Rewrite the listing below, swapping every "annotate" for "mark" and leaving everything else as it is.

START Data to process

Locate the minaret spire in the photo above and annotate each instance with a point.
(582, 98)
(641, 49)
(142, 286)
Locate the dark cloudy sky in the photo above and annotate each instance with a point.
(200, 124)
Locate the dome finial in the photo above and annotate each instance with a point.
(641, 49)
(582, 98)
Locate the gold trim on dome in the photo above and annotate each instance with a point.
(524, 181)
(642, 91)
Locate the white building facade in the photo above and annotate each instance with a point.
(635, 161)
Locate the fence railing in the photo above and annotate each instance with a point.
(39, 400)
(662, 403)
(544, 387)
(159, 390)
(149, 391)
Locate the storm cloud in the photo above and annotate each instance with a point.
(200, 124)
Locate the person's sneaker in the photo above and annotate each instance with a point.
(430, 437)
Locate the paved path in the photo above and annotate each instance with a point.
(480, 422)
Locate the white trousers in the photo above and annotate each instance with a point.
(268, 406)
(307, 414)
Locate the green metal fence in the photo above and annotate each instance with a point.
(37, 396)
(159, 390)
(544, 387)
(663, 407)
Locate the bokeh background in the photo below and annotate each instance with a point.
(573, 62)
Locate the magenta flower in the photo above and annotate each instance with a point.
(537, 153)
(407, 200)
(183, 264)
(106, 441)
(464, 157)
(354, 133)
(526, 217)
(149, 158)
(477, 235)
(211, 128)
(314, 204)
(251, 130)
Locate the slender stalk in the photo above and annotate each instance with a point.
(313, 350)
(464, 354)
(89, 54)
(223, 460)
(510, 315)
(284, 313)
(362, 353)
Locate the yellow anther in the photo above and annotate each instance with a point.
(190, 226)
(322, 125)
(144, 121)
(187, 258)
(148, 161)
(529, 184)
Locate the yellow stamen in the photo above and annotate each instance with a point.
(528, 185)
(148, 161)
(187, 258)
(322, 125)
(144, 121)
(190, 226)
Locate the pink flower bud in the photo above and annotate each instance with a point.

END Data to process

§ Expected output:
Locate the minaret spire in the photo above and mark each instance with a point.
(582, 98)
(641, 49)
(142, 286)
Locate the dark cloudy sky in the photo above and mark each instance with a point.
(200, 124)
Locate the dome finial in the photo above and mark each instance with a point.
(641, 49)
(582, 98)
Locate the gold trim on dome in the photo above and mark each instance with a point.
(524, 181)
(642, 91)
Locate the white building facade in the photo above and mark each instance with a point.
(635, 161)
Locate the fence railing in the photo above and mark each instance with a point.
(39, 400)
(662, 403)
(544, 387)
(159, 390)
(149, 391)
Locate the storm cloud in the photo above and mark each instance with a point.
(200, 124)
Locate the person's sneaker in the photo above and mark each instance with a point.
(430, 437)
Locate the paved path in the photo above and mark each instance with a point.
(480, 422)
Locate the white trousers in the photo above and mark each instance with a point.
(268, 406)
(307, 414)
Locate the green metal fence in the photo above and mark each instance with a point.
(37, 396)
(159, 390)
(544, 387)
(663, 407)
Locate the bokeh background in the photo below and mark each instance with a point.
(573, 62)
Locate the magenta flower in the photo above and mark each instance with a point.
(537, 153)
(407, 200)
(183, 264)
(106, 441)
(464, 157)
(354, 133)
(526, 217)
(149, 158)
(477, 235)
(211, 128)
(314, 204)
(251, 130)
Locate the slender stalk in the photo above and mark each instance with a point.
(313, 350)
(464, 354)
(89, 54)
(223, 460)
(510, 315)
(284, 313)
(362, 353)
Locate the yellow anther in the photo above and mark each instance with a point.
(190, 226)
(322, 125)
(144, 121)
(187, 258)
(148, 161)
(529, 184)
Locate the yellow stamen in the photo above and mark each instance with a point.
(528, 185)
(148, 161)
(187, 258)
(322, 125)
(144, 121)
(190, 226)
Locate the pink flower bud in the photo above and mark each instance with a point.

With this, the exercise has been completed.